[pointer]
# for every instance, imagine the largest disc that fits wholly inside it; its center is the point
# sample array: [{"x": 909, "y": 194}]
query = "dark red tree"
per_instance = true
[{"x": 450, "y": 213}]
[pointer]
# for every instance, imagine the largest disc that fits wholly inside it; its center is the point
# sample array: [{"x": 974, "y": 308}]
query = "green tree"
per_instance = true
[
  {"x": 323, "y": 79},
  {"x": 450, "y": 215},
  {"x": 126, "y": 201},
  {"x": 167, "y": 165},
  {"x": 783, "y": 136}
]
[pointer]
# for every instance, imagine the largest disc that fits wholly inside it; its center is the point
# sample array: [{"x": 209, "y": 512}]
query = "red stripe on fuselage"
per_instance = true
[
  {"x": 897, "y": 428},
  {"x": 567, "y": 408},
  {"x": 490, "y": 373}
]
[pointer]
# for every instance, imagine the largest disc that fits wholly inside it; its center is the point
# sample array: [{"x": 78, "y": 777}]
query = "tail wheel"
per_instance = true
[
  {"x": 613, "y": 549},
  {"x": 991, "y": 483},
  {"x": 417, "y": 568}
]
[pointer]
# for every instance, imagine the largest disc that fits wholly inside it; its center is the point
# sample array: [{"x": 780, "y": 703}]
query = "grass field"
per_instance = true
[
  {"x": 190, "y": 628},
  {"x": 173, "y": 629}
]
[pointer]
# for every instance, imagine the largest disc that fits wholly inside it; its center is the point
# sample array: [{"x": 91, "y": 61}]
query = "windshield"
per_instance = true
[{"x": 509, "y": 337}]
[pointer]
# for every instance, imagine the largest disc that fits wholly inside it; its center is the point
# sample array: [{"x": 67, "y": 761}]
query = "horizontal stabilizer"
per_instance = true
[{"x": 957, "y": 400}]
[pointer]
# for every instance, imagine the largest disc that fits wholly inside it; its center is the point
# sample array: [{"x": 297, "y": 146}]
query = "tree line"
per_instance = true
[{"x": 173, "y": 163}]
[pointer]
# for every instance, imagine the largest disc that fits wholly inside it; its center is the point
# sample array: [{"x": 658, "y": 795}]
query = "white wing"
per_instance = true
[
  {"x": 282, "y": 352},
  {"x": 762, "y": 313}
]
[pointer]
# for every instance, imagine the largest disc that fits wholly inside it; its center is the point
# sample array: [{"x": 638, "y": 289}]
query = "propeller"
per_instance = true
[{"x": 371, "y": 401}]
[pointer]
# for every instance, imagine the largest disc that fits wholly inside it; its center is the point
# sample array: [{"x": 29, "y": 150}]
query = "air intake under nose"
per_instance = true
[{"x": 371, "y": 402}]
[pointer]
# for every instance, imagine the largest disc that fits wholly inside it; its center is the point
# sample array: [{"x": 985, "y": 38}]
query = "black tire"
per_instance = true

- - - -

__EXERCISE__
Lines that contain "array" should be pulled from the entries above and reported.

__FINAL ANSWER__
# sample array: [{"x": 909, "y": 194}]
# sample array: [{"x": 974, "y": 308}]
# sample array: [{"x": 209, "y": 512}]
# sample array: [{"x": 78, "y": 777}]
# sample array: [{"x": 780, "y": 703}]
# sample array: [{"x": 91, "y": 61}]
# sample array: [{"x": 67, "y": 761}]
# sample array: [{"x": 297, "y": 146}]
# sample array: [{"x": 658, "y": 795}]
# sample array: [{"x": 638, "y": 289}]
# sample array: [{"x": 29, "y": 150}]
# sample array: [{"x": 985, "y": 38}]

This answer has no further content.